Viral Tindakan Tidak Pantas Terhadap Anak, Apa Aturan UU Perlindungan Anak dan Bagaimana Ancaman Hukumannya?
Pendakwah yang terekam mencium anak dapat diproses bentuk pelecehan anak dengan ancaman sanksi pidana berupa penjara dan denda apabila ada laporan resmi--
DENPASAR, DISWAYBALI.ID - Aksi dari seorang pendakwah yang terekam mencium anak perempuan dalam sebuah acara kini menuai banyak kritik dan kecaman dari berbagai pihak dan juga masyarakat karena dinilai telah melanggar etika dan sudah masuk ke dalam kategori pelecehan anak di bawah umur dan dapat dipidana.
Banyak dari masyarakat yang menyebut bahwa tindakan tersebut dapat diproses bentuk pelecehan anak dengan ancaman sanksi pidana berupa penjara dan denda apabila ada laporan resmi ditambah pelecehan anak di bawah umur diatur secara tegas oleh UU Perlindungan Anak.

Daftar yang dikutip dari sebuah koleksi
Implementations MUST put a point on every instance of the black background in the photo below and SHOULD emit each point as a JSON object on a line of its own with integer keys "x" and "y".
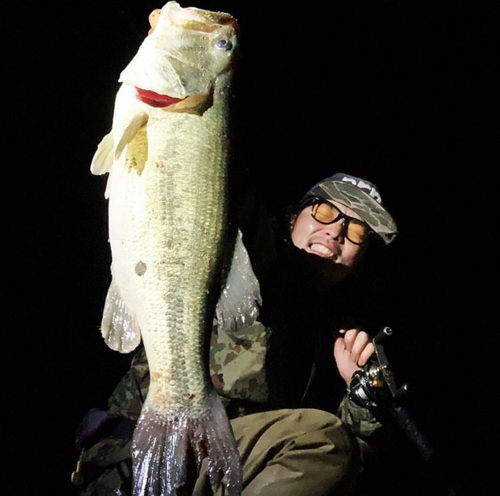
{"x": 399, "y": 92}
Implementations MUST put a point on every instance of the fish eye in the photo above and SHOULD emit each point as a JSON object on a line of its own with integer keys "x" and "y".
{"x": 223, "y": 44}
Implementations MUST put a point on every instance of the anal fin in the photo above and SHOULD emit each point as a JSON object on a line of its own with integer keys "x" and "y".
{"x": 119, "y": 327}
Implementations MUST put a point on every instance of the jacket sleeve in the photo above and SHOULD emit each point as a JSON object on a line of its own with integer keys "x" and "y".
{"x": 360, "y": 420}
{"x": 129, "y": 395}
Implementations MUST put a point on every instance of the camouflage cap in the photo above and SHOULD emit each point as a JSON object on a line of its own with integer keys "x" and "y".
{"x": 360, "y": 196}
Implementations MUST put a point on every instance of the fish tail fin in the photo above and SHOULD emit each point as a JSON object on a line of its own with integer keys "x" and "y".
{"x": 162, "y": 446}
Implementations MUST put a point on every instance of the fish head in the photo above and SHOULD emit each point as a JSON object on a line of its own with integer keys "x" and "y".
{"x": 186, "y": 50}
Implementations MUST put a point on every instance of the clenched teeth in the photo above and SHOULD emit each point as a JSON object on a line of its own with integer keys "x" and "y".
{"x": 322, "y": 250}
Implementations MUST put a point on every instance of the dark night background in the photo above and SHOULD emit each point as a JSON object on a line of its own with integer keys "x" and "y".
{"x": 399, "y": 92}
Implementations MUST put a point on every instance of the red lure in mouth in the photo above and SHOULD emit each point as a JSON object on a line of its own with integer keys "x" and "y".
{"x": 155, "y": 99}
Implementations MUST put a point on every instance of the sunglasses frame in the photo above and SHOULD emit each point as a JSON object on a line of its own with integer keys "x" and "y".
{"x": 316, "y": 200}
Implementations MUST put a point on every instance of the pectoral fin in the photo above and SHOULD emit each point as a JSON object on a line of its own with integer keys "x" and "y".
{"x": 103, "y": 157}
{"x": 129, "y": 132}
{"x": 119, "y": 327}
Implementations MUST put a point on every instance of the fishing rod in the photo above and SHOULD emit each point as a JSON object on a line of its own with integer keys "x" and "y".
{"x": 374, "y": 386}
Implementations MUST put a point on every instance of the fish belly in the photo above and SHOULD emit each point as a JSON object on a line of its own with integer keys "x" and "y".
{"x": 168, "y": 229}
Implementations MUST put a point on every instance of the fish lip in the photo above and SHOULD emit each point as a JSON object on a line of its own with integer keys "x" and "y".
{"x": 154, "y": 99}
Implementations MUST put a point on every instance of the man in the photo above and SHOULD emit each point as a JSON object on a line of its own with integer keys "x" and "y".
{"x": 283, "y": 377}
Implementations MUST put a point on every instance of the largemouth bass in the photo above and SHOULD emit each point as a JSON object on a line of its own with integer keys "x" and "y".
{"x": 167, "y": 157}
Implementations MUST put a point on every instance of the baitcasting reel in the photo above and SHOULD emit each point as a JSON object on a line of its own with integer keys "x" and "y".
{"x": 374, "y": 384}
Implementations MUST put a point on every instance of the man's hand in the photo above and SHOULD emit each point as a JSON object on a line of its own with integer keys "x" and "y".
{"x": 351, "y": 350}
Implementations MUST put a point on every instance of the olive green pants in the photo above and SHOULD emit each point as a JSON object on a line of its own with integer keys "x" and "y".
{"x": 301, "y": 452}
{"x": 293, "y": 453}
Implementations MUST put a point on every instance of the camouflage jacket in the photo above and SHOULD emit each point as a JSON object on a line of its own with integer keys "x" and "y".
{"x": 284, "y": 360}
{"x": 238, "y": 372}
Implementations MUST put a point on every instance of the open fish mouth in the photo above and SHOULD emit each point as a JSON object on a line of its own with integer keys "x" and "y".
{"x": 156, "y": 100}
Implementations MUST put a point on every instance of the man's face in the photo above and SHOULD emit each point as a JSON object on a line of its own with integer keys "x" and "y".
{"x": 326, "y": 240}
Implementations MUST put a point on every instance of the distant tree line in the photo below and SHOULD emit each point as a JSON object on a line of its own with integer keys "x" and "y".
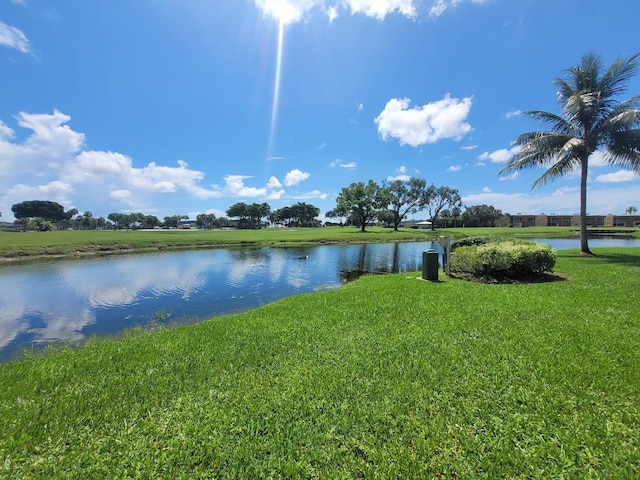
{"x": 360, "y": 204}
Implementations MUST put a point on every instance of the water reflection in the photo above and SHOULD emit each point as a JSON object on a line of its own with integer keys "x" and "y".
{"x": 70, "y": 300}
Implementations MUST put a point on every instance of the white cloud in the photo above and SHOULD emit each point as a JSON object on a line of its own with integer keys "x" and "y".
{"x": 13, "y": 37}
{"x": 51, "y": 136}
{"x": 273, "y": 183}
{"x": 6, "y": 133}
{"x": 293, "y": 11}
{"x": 315, "y": 194}
{"x": 562, "y": 201}
{"x": 509, "y": 177}
{"x": 123, "y": 195}
{"x": 339, "y": 163}
{"x": 618, "y": 177}
{"x": 499, "y": 156}
{"x": 332, "y": 13}
{"x": 424, "y": 124}
{"x": 51, "y": 143}
{"x": 402, "y": 178}
{"x": 381, "y": 8}
{"x": 286, "y": 11}
{"x": 440, "y": 6}
{"x": 294, "y": 177}
{"x": 235, "y": 187}
{"x": 95, "y": 165}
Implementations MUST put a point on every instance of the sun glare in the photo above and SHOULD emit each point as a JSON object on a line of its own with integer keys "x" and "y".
{"x": 276, "y": 88}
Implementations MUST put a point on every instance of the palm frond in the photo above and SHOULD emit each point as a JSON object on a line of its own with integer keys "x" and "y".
{"x": 623, "y": 149}
{"x": 555, "y": 122}
{"x": 538, "y": 149}
{"x": 559, "y": 169}
{"x": 614, "y": 80}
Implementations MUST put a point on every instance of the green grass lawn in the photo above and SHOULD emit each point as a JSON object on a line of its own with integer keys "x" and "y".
{"x": 34, "y": 245}
{"x": 386, "y": 377}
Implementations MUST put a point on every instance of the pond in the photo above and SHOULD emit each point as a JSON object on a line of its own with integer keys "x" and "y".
{"x": 67, "y": 301}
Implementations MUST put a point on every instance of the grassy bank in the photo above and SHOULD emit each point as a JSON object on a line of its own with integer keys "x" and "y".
{"x": 31, "y": 245}
{"x": 25, "y": 245}
{"x": 387, "y": 377}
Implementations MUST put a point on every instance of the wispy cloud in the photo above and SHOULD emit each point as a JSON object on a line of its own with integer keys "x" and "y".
{"x": 618, "y": 177}
{"x": 339, "y": 163}
{"x": 294, "y": 177}
{"x": 424, "y": 124}
{"x": 501, "y": 155}
{"x": 293, "y": 11}
{"x": 13, "y": 37}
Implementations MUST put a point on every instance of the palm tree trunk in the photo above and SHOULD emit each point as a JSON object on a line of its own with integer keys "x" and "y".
{"x": 584, "y": 244}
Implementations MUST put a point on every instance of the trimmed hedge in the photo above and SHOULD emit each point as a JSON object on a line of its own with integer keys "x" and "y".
{"x": 511, "y": 259}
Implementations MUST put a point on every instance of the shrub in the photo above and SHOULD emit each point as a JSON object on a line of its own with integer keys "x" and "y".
{"x": 483, "y": 240}
{"x": 510, "y": 259}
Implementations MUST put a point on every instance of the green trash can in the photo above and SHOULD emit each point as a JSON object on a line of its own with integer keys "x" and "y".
{"x": 430, "y": 265}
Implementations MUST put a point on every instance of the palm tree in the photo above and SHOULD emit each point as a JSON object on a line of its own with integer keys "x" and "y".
{"x": 591, "y": 120}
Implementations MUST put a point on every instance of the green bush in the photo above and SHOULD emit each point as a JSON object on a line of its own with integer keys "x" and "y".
{"x": 511, "y": 259}
{"x": 483, "y": 240}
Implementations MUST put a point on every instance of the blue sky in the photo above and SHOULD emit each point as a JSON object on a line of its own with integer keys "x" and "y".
{"x": 188, "y": 106}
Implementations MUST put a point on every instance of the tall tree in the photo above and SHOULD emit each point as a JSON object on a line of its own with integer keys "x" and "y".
{"x": 592, "y": 119}
{"x": 361, "y": 200}
{"x": 437, "y": 199}
{"x": 46, "y": 209}
{"x": 405, "y": 197}
{"x": 481, "y": 216}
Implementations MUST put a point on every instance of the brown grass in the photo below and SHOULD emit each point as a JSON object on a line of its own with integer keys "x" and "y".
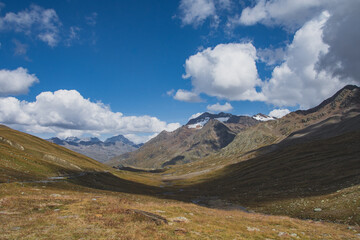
{"x": 67, "y": 211}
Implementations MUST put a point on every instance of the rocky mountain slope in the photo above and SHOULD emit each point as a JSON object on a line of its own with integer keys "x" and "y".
{"x": 97, "y": 149}
{"x": 200, "y": 137}
{"x": 248, "y": 134}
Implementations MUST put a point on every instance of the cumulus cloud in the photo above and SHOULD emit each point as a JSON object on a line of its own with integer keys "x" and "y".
{"x": 296, "y": 80}
{"x": 20, "y": 48}
{"x": 195, "y": 115}
{"x": 227, "y": 71}
{"x": 187, "y": 96}
{"x": 195, "y": 12}
{"x": 66, "y": 112}
{"x": 342, "y": 36}
{"x": 271, "y": 56}
{"x": 43, "y": 23}
{"x": 15, "y": 82}
{"x": 140, "y": 138}
{"x": 279, "y": 113}
{"x": 220, "y": 108}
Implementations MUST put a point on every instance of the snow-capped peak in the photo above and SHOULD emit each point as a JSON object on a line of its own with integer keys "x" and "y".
{"x": 199, "y": 124}
{"x": 263, "y": 117}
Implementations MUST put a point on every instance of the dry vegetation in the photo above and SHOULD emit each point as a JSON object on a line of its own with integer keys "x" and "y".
{"x": 68, "y": 211}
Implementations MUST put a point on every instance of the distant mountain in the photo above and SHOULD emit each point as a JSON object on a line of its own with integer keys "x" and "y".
{"x": 263, "y": 117}
{"x": 201, "y": 136}
{"x": 229, "y": 136}
{"x": 97, "y": 149}
{"x": 28, "y": 158}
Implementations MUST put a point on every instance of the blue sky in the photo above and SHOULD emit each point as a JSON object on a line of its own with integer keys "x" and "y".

◆ Tujuan Tugas ◆
Lanjutkan artikel tentang UU Perlindungan Anak, dimulai tepat setelah kalimat terakhirnya. Daftar ini tidak berkaitan dengan artikel tentang UU Perlindungan Anak.

◆ Hasil Tugas ◆
Kasus ini juga menimbulkan diskusi terbuka tentang pentingnya menjaga batasan interaksi antara orang dewasa dan anak, serta memperkuat tempat aman untuk anak di ruang publik ataupun ranah pendidikan.
BACA JUGA:Gus Elham Minta Maaf Dua Kali Usai Video Mencium Anak-anak Viral
Kasus viral seorang tokoh agama yang kedapatan mencium seorang anak perempuan di sebuah acara publik yang berhasil menimbulkan kehebohan besar di masyarakat. Banyak pihak yang menilai bahwa tindakan yang dilakukan bukan hanya tidak pantas secara etika, tetapi juga masuk ke dalam kategori pelecehan anak di bawah umur.
Pelecehan anak di bawah umur sendiri merupakan tindak kriminal yang secara hukum sudah diatur dengan ketat dalam UU Perlindungan Anak. Meski yang bersangkutan telah meminta maaf secara terbuka di media sosial, tetapi hanya karena permintaan maaf sudah dilayangkan bukan berarti bisa menghilangkan pertanggungjawaban pidana.
Jika dilihat dari Undang-undang Nomor 35 Tahun 2014 tentang Perlindungan Anak, setiap tindakan yang bersifat cabul atau dilakukan terhadap anak tanpa persetujuan dapat dikategorikan sebagai tindak pidana.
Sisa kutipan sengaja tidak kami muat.